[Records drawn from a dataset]
"""

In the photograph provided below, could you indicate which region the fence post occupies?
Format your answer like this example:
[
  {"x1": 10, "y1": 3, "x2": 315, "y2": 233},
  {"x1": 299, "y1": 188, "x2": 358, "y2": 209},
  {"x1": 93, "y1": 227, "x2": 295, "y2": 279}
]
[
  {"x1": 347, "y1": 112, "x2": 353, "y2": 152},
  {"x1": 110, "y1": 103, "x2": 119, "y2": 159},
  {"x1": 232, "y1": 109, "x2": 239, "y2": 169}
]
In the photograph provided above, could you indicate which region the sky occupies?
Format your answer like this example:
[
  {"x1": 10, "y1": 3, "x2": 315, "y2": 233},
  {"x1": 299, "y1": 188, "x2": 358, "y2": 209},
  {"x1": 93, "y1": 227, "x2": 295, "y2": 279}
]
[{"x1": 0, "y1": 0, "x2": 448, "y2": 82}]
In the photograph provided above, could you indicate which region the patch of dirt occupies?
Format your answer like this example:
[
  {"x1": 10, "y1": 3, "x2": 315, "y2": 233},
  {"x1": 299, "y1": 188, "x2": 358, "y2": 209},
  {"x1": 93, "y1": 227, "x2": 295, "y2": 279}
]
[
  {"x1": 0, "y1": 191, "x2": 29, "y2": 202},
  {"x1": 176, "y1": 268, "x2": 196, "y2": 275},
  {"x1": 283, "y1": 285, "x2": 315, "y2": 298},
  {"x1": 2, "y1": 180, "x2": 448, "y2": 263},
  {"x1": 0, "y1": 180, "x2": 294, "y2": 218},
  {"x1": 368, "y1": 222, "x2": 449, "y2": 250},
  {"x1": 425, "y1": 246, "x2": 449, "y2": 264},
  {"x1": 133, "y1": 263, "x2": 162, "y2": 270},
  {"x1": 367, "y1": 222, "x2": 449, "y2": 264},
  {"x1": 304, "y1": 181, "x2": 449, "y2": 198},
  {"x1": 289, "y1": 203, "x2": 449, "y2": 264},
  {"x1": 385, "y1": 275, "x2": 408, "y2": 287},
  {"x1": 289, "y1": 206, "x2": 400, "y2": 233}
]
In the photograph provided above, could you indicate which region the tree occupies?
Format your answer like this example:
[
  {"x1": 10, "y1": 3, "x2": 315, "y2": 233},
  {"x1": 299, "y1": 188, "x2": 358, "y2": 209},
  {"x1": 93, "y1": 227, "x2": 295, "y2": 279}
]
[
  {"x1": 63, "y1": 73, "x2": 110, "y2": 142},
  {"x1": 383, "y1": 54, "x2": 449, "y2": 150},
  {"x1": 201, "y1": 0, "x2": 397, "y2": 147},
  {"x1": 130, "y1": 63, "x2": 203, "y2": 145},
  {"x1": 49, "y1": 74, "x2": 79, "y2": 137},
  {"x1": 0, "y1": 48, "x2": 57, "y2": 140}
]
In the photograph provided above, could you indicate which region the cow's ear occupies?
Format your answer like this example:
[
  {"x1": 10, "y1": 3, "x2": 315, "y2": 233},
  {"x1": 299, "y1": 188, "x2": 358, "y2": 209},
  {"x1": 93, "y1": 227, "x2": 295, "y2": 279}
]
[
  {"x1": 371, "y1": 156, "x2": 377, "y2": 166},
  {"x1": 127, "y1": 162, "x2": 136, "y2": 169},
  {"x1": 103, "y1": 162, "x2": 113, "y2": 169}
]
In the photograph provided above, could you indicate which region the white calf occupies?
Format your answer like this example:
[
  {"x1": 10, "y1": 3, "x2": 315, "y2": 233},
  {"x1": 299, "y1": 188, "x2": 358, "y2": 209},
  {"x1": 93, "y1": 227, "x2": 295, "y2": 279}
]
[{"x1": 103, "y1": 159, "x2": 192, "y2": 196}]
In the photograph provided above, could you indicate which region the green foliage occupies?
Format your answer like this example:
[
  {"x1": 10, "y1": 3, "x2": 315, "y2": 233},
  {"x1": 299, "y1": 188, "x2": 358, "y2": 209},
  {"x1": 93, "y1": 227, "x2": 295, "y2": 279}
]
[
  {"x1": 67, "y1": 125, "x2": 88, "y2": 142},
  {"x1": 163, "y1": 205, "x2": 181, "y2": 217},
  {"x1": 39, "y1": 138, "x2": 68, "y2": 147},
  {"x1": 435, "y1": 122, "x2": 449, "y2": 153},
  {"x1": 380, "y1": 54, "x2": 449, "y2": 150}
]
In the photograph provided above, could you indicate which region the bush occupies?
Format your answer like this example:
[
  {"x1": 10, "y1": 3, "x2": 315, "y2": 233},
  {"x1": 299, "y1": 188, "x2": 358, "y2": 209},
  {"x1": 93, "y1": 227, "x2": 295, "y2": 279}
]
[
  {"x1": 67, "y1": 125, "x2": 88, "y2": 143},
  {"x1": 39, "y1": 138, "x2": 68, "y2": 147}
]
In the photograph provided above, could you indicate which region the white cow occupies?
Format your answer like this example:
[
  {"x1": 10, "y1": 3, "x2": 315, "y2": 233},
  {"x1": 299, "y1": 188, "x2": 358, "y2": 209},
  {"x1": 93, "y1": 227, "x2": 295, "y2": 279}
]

"""

**Action item**.
Retype all of the entries shown above, exactly.

**Answer to this task**.
In the photograph provided below, could you indicate which region the fence post occupies?
Format your answer like this example:
[
  {"x1": 10, "y1": 3, "x2": 315, "y2": 233},
  {"x1": 299, "y1": 188, "x2": 358, "y2": 209},
  {"x1": 93, "y1": 227, "x2": 295, "y2": 279}
]
[
  {"x1": 347, "y1": 112, "x2": 353, "y2": 152},
  {"x1": 110, "y1": 103, "x2": 119, "y2": 159},
  {"x1": 232, "y1": 109, "x2": 239, "y2": 169}
]
In the photograph provided above, could you indicate which region the sky occupies?
Format your answer like this example:
[
  {"x1": 10, "y1": 3, "x2": 315, "y2": 233},
  {"x1": 299, "y1": 188, "x2": 358, "y2": 209},
  {"x1": 93, "y1": 227, "x2": 295, "y2": 279}
]
[{"x1": 0, "y1": 0, "x2": 448, "y2": 82}]
In the photograph provided above, could you indicate which region the patch of dirt occupies?
Format your answer like this example:
[
  {"x1": 10, "y1": 3, "x2": 315, "y2": 233},
  {"x1": 299, "y1": 188, "x2": 358, "y2": 209},
  {"x1": 93, "y1": 227, "x2": 295, "y2": 279}
]
[
  {"x1": 0, "y1": 191, "x2": 29, "y2": 202},
  {"x1": 176, "y1": 268, "x2": 196, "y2": 275},
  {"x1": 283, "y1": 285, "x2": 315, "y2": 298},
  {"x1": 2, "y1": 180, "x2": 448, "y2": 263},
  {"x1": 0, "y1": 180, "x2": 294, "y2": 218},
  {"x1": 368, "y1": 222, "x2": 449, "y2": 250},
  {"x1": 425, "y1": 246, "x2": 449, "y2": 264},
  {"x1": 133, "y1": 263, "x2": 162, "y2": 270},
  {"x1": 367, "y1": 222, "x2": 449, "y2": 264},
  {"x1": 304, "y1": 181, "x2": 449, "y2": 198},
  {"x1": 289, "y1": 203, "x2": 449, "y2": 264},
  {"x1": 385, "y1": 275, "x2": 408, "y2": 287},
  {"x1": 289, "y1": 206, "x2": 400, "y2": 233}
]
In the photograph provided above, could you indicate which region the tree occupies?
Format your answer like this example:
[
  {"x1": 10, "y1": 3, "x2": 315, "y2": 233},
  {"x1": 299, "y1": 188, "x2": 358, "y2": 209},
  {"x1": 93, "y1": 227, "x2": 295, "y2": 279}
]
[
  {"x1": 63, "y1": 73, "x2": 110, "y2": 142},
  {"x1": 383, "y1": 54, "x2": 449, "y2": 150},
  {"x1": 201, "y1": 0, "x2": 397, "y2": 147},
  {"x1": 130, "y1": 63, "x2": 203, "y2": 145},
  {"x1": 49, "y1": 74, "x2": 79, "y2": 137},
  {"x1": 0, "y1": 48, "x2": 57, "y2": 140}
]
In the photograph provided above, could you indicate which region the cow's ear occupies?
Format your answer like this example:
[
  {"x1": 10, "y1": 3, "x2": 315, "y2": 233},
  {"x1": 299, "y1": 188, "x2": 358, "y2": 209},
  {"x1": 93, "y1": 227, "x2": 295, "y2": 279}
]
[
  {"x1": 371, "y1": 156, "x2": 377, "y2": 166},
  {"x1": 127, "y1": 162, "x2": 136, "y2": 169},
  {"x1": 103, "y1": 162, "x2": 113, "y2": 169}
]
In the photograph provided above, could you indicate which region the white calf occupies?
Format your answer like this example:
[
  {"x1": 10, "y1": 3, "x2": 315, "y2": 233},
  {"x1": 299, "y1": 188, "x2": 358, "y2": 209},
  {"x1": 93, "y1": 227, "x2": 295, "y2": 279}
]
[{"x1": 103, "y1": 159, "x2": 192, "y2": 196}]
In the photograph provided above, could you indicate which region the green foliage occupies?
Format your answer like this example:
[
  {"x1": 10, "y1": 3, "x2": 315, "y2": 233},
  {"x1": 299, "y1": 188, "x2": 358, "y2": 209},
  {"x1": 93, "y1": 227, "x2": 295, "y2": 279}
]
[
  {"x1": 67, "y1": 125, "x2": 88, "y2": 142},
  {"x1": 163, "y1": 205, "x2": 181, "y2": 217},
  {"x1": 39, "y1": 138, "x2": 68, "y2": 147},
  {"x1": 435, "y1": 122, "x2": 449, "y2": 153},
  {"x1": 380, "y1": 54, "x2": 449, "y2": 150}
]
In the photograph provided above, could you indicate which region the bush occupies?
Format your answer like this example:
[
  {"x1": 10, "y1": 3, "x2": 315, "y2": 233},
  {"x1": 299, "y1": 188, "x2": 358, "y2": 209},
  {"x1": 93, "y1": 227, "x2": 295, "y2": 279}
]
[
  {"x1": 67, "y1": 125, "x2": 88, "y2": 143},
  {"x1": 39, "y1": 138, "x2": 68, "y2": 147}
]
In the photograph provided above, could you indicate which region the white cow occupies?
Format your answer like this example:
[
  {"x1": 10, "y1": 3, "x2": 315, "y2": 233},
  {"x1": 299, "y1": 188, "x2": 358, "y2": 209},
  {"x1": 93, "y1": 227, "x2": 295, "y2": 279}
]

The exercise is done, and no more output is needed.